(Saved entries)
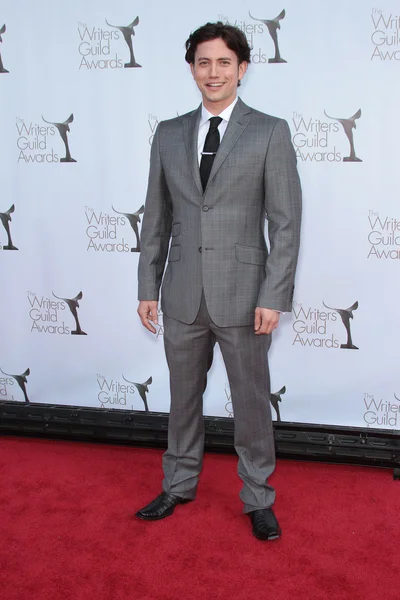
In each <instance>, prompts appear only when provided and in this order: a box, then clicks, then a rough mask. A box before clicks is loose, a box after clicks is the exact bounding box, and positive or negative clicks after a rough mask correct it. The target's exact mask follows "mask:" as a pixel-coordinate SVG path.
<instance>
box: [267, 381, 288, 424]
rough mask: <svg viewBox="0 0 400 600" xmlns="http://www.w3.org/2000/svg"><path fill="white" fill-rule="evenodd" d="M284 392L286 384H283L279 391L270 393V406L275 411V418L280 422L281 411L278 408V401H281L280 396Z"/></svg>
mask: <svg viewBox="0 0 400 600" xmlns="http://www.w3.org/2000/svg"><path fill="white" fill-rule="evenodd" d="M285 392H286V386H285V385H284V386H283V387H282V388H281V389H280V390H279V392H275V393H274V394H271V396H270V401H271V404H272V406H273V407H274V409H275V412H276V420H277V421H278V423H280V422H281V421H282V419H281V412H280V410H279V402H282V398H281V396H283V394H284V393H285Z"/></svg>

Task to carry out:
Could every entry be restated word for word, pictures excluded?

Answer box:
In each <instance>, prompts appear only when provided and in this order: a box, then clicks, then a rough mask. A box before clicks is loose, a box after clicks is the exact bounding box, and positive or negative clicks after a rough mask correct it. The target's exact mask follows "mask:" as a pixel-coordinate SVG path.
<instance>
box: [267, 381, 288, 424]
rough mask: <svg viewBox="0 0 400 600" xmlns="http://www.w3.org/2000/svg"><path fill="white" fill-rule="evenodd" d="M284 392L286 384H283L279 391L270 393V406L275 411V418L280 422L281 411L278 408V401H281L280 396Z"/></svg>
mask: <svg viewBox="0 0 400 600" xmlns="http://www.w3.org/2000/svg"><path fill="white" fill-rule="evenodd" d="M285 392H286V386H285V385H284V386H283V387H282V388H281V389H280V390H279V392H275V393H274V394H271V396H270V401H271V404H272V406H273V407H274V409H275V412H276V420H277V421H278V423H280V422H281V421H282V419H281V412H280V410H279V402H282V398H281V396H283V394H284V393H285Z"/></svg>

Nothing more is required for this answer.